> **Exercises to complete**:
1. Convert part of the rows into a JSON list of strings, one string per line, with blank lines left out. Begin at the row line that has "Spot the building;" and stop after the row line that has "[[[93,22],[86,22],[86,25],[93,25]]]".
2. Carry on the anniversary blog post from its last sentence.

Wednesday, August 1, 2012

Ginger's Special Day

Hard to believe that sixteen years ago today, I said "I do" for the second time in my life.  After being married for thirty-two years, the last thing I ever dreamed would happen was divorce, but sometimes, as you all well know, life takes twists and turns we can't see coming.  I lucked out...I found a keeper the second time around, and although I will always love my first husband, Jack Daniels stole him away from me.  Hubby number one passed away not long ago, and I still cry when I hear "our song", but having Kelly in my life is a blessing beyond compare...okay, sometimes he's a pain, but he's mine.  *lol*

In February, another blog held a contest of "firsts."  I happen to have won the contest, and I thought since today is a special day for me, I'd share one of the entries that helped me win the Valentine's Day event:

First Touch

The music blared and the dance floor grew crowded with couples, but I still sat on a stool, hunching over the elevated table in a room lit by the multicolored lights overhead. A half-empty glass sat in front of me, a symbol of how I'd begun to view life.  Someone had changed the dating rules during the past thirty-something years and I wasn't very prepared to face the new generation.  My mother would be aghast if she knew were I was.
I'd already turned down several invitations to dance, and pondered going home.  I must have been suffering diminished capacity when I came to this single's dance by myself.  I'd tried for months to get my friend to come, but she always had an excuse.  
My gaze wandered the room, and my stomach churned at the assortment of men still looking for partners.  No one there appealed to me on that all important "chemistry" level...especially the guy with 'Donald Trump' comb-over, or the one with gold chains to rival Mr. T.  Evidently, they were as ill-prepared for dating as I felt.

Rows from a data source:

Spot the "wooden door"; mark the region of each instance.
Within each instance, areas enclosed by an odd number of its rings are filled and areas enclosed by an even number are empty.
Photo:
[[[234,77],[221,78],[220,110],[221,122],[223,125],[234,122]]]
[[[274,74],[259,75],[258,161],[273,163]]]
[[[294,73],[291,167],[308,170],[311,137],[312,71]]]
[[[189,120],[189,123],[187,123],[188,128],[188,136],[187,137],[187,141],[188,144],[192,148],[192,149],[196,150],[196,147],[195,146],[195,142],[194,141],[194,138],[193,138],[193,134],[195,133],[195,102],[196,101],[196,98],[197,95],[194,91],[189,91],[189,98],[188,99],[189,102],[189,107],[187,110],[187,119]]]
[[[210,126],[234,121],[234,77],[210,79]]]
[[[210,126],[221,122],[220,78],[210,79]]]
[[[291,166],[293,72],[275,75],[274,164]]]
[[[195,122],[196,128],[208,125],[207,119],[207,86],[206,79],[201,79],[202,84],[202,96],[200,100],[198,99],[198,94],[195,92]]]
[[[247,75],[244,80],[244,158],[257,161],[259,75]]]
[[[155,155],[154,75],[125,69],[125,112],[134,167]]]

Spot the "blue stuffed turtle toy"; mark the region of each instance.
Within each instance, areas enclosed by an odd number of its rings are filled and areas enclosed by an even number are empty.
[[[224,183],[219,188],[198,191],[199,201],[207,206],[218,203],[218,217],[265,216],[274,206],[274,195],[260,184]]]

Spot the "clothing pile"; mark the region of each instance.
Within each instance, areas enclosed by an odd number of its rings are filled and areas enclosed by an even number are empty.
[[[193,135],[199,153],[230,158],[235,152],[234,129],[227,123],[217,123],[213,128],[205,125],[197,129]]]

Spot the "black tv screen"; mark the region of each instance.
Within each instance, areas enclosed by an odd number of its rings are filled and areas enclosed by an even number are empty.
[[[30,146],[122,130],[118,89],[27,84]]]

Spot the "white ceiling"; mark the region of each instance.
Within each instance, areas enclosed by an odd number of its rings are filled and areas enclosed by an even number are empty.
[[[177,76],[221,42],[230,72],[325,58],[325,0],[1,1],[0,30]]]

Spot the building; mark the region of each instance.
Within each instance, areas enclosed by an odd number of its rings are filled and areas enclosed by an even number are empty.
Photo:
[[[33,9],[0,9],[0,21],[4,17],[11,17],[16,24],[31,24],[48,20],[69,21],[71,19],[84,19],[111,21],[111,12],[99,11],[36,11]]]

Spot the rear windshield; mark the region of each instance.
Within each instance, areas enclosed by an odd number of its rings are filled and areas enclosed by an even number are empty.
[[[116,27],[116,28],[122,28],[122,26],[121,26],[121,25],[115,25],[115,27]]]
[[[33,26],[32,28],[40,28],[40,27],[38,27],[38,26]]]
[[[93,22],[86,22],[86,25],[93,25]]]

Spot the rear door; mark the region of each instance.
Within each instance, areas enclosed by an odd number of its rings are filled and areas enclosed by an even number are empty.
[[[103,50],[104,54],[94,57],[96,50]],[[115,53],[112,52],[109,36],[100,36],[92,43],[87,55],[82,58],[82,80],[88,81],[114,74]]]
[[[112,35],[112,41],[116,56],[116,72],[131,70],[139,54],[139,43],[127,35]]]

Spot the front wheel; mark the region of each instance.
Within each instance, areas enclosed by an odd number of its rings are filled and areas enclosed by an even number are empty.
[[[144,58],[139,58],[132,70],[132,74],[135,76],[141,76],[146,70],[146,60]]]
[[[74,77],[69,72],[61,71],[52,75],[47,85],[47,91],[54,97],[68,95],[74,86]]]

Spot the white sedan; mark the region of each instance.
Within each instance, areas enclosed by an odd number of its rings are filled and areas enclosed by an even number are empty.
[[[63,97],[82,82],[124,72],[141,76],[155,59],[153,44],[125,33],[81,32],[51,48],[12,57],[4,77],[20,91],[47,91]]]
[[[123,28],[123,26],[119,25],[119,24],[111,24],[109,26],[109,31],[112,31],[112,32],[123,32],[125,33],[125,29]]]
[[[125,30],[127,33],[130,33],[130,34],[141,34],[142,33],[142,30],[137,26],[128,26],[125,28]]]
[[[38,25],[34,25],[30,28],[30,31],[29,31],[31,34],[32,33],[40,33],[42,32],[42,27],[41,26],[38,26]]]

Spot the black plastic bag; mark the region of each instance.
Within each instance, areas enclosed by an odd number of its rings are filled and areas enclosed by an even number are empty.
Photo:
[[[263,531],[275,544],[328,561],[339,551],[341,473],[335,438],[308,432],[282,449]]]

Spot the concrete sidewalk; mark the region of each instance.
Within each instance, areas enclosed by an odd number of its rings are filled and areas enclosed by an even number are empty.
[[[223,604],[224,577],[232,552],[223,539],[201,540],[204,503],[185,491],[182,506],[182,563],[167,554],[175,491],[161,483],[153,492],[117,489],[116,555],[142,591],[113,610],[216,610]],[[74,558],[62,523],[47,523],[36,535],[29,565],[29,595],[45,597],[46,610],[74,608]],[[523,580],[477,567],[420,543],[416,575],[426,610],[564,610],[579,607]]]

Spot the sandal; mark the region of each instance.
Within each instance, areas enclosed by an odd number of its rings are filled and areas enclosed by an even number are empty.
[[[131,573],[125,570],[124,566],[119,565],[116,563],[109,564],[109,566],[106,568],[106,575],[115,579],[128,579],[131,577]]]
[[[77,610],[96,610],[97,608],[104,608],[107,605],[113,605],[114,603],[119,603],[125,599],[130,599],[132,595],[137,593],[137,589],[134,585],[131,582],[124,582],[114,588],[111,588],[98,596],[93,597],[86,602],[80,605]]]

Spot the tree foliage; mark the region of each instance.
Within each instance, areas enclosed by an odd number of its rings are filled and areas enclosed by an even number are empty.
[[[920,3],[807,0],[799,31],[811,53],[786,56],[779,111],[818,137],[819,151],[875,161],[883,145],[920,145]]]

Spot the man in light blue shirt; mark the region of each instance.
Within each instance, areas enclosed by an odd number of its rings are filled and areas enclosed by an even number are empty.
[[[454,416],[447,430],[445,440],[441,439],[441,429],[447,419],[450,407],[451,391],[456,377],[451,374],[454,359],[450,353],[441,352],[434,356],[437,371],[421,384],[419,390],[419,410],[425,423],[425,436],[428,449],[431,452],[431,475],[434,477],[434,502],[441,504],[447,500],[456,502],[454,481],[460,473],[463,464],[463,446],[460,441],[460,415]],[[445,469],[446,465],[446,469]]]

> **The results**:
1.
[
  "Spot the building; mark the region of each instance.",
  "Within each instance, areas enclosed by an odd number of its rings are filled and areas enclosed by an even number are empty.",
  "Photo:",
  "[[[33,9],[0,9],[0,21],[4,17],[11,17],[16,24],[31,24],[48,20],[69,21],[71,19],[84,19],[111,21],[111,12],[99,11],[36,11]]]",
  "Spot the rear windshield; mark the region of each instance.",
  "Within each instance, areas enclosed by an odd number of its rings are filled and areas enclosed by an even number are empty.",
  "[[[116,27],[116,28],[122,28],[122,26],[121,26],[121,25],[115,25],[115,27]]]",
  "[[[33,26],[32,28],[40,28],[40,27],[38,27],[38,26]]]",
  "[[[93,22],[86,22],[86,25],[93,25]]]"
]

2.
Then, I noticed him.  Standing against across the room, one knee crooked, his cowboy boot firmly against the wall.  The term, "where have you been all my life" came to mind...at least, where had he been for the past two horrible hours I'd suffered conversing with jerks.  He wore a white shirt with long sleeves rolled up to his elbows, black jeans, boots, and had hair.  When he looked my way, I dipped my chin and stared into my lap.  I didn't want him to think me bold.
"Just go home," a little voice niggled at me, but I couldn't stop sneaking glances at my new discovery.  He was dangerously close to the door and looked as disappointed as I felt.  I stood, and chewed my bottom lip.  Should I go, or should I be that bold person I denied a few minutes ago?  What the hell?  I'd come this far, why not ask him to dance? If he said 'no,' I'd probably never see him again.
My heart thudding, I hitched my purse strap up on my shoulder and ambled across the room, trying to assume comfort I didn't feel.  "Excuse me," I said, tapping him on the shoulder.  "If I asked you to dance with me, would you say yes?"  At this point, I felt like a passenger on the Titanic.
He turned powder blue eyes to me, and grinned from beneath a full and well-trimmed mustache.  "Of course."  
He held out his hand.  My name's Kelly, what's yours?"
"Ginger."  I grasped his palm, and maybe it wasn't just the touch of his skin against mine, or the smile he flashed, but he stirred butterflies I thought long dead.  Touch alone, perhaps not, but the twinkle in his eyes coupled with the roughness of a man's hand, and the way he took me in his arms told me I might have found what I'd been looking for.  Thank God, I didn't listen to that little voice who told me to leave.
 
***
 
Actually we've been together seventeen years, and I'm still trying to figure out how I got so old.  *lol* Kelly is a little younger than I, but my plan is to nag him until he turns gray and we look the same age.  I think it's working.  :)

 

13 comments:

  1. Congratulations and happy anniversary!! Sounds like you caught a gem.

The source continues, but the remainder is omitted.